(Beginning of DOCUMENT EXCERPT)

Beginning in the 1950s, The United Kingdom obtained permission to reestablish its wartime RAF Gan airfield in the southernmost Addu Atoll, employing hundreds of locals. Maldives granted the British a 100-year lease on Gan that required them to pay £2,000 a year, as well as some 440,000 square metres on Hithadhoo for radio installations. This served as a staging post for British military flights to the Far East and Australia, replacing RAF Mauripur in Pakistan which had been relinquished in 1956.

In 1957, however, the new prime minister, Ibrahim Nasir, called for a review of the agreement in the interest of shortening the lease and increasing the annual payment, and announced a new tax on boats. But Nasir was challenged in 1959 by a local secessionist movement in the three southernmost atolls that benefited economically from the British presence on Gan. This group cut ties with the Maldives government and formed an independent state, the United Suvadive Republic with Abdullah Afeef as president and Hithadhoo as capital. The short-lived state (1959–63) had a combined population of 20,000 inhabitants scattered over Huvadu, Addu and Fua Mulaku. Afeef pleaded for support and recognition from Britain.

(End of DOCUMENT EXCERPT)
(Beginning of RECORDS PROVIDED)

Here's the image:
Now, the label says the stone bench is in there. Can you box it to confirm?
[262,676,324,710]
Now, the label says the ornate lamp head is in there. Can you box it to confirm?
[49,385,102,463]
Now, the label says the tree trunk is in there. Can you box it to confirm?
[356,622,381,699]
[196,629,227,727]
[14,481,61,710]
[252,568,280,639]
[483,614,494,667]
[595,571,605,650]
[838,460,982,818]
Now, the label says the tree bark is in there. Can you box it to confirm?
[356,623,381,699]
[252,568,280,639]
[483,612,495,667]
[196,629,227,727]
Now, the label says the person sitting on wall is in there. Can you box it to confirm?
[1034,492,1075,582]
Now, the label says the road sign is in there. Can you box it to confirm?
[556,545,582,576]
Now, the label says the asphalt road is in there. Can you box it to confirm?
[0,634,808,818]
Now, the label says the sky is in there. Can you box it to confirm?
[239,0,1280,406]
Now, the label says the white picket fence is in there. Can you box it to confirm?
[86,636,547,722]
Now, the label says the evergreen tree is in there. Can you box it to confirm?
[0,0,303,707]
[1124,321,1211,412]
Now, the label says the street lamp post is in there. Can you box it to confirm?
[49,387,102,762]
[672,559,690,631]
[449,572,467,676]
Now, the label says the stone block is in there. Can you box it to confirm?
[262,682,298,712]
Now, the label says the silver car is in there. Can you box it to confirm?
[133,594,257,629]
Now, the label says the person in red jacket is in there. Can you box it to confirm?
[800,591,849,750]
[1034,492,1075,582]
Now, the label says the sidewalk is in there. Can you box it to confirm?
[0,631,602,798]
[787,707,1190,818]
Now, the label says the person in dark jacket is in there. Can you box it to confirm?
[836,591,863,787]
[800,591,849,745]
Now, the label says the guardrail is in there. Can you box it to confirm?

(End of RECORDS PROVIDED)

PROBLEM TO WORK ON:
Write what follows the last sentence of the passage on the British base at Gan and the Maldives.

SOLVED PROBLEM:
Instead the initial British measure of lukewarm support for the small breakaway nation was withdrawn in 1961, when the British signed a treaty with the Maldive Islands without involving Afeef. Following that treaty the Suvadives had to endure an economic embargo. In 1962, Nasir sent gunboats from Malé with government police on board to eliminate elements opposed to his rule. One year later the Suvadive republic was scrapped and Abdullah Afeef went into exile to the Seychelles, where he died in 1993.

Meanwhile, in 1960 the Maldives had allowed the United Kingdom to continue to use both the Gan and the Hitaddu facilities for a thirty-year period, with the payment of £750,000 over the period of 1960 to 1965 for the purpose of Maldives' economic development.

Coat of arms of the secessionist United Suvadive Republic

The base was closed in 1976 as part of the larger British withdrawal of permanently stationed forces 'East of Suez' initiated by the Labour government of Harold Wilson.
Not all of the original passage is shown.